-- YOUR GOAL --
Please count the lines in the data below that contain the string "branch". Reply with that number alone.

-- GIVEN ENTRIES --
────────────────────────────────────────

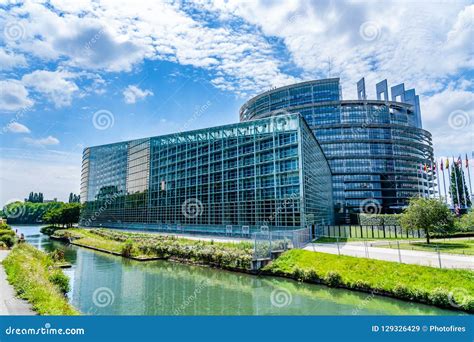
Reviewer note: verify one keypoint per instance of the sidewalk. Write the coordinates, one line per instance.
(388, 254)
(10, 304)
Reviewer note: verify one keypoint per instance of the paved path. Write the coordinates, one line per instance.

────────────────────────────────────────

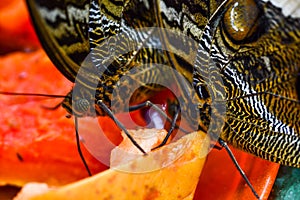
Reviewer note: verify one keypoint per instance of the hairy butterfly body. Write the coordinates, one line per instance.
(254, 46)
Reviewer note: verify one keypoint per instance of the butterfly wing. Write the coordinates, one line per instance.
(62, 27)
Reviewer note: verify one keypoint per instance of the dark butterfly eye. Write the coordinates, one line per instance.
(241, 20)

────────────────────────────────────────

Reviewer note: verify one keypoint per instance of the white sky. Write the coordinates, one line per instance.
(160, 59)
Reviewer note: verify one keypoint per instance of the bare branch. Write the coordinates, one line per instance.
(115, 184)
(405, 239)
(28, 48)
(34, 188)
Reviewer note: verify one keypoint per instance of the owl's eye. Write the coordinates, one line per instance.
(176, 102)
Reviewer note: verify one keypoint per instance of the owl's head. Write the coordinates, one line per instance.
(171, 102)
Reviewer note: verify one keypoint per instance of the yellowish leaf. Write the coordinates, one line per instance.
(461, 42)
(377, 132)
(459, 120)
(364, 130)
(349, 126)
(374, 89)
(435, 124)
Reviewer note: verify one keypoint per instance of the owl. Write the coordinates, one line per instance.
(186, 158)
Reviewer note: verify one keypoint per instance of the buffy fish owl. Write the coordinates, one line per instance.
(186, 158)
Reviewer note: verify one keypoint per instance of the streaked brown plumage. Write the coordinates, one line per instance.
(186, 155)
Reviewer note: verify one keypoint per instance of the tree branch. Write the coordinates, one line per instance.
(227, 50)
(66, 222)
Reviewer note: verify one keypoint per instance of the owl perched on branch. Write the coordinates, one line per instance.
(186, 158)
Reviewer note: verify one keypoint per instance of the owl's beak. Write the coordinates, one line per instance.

────────────────────────────────────────

-- ANSWER FOR THIS EXERCISE --
3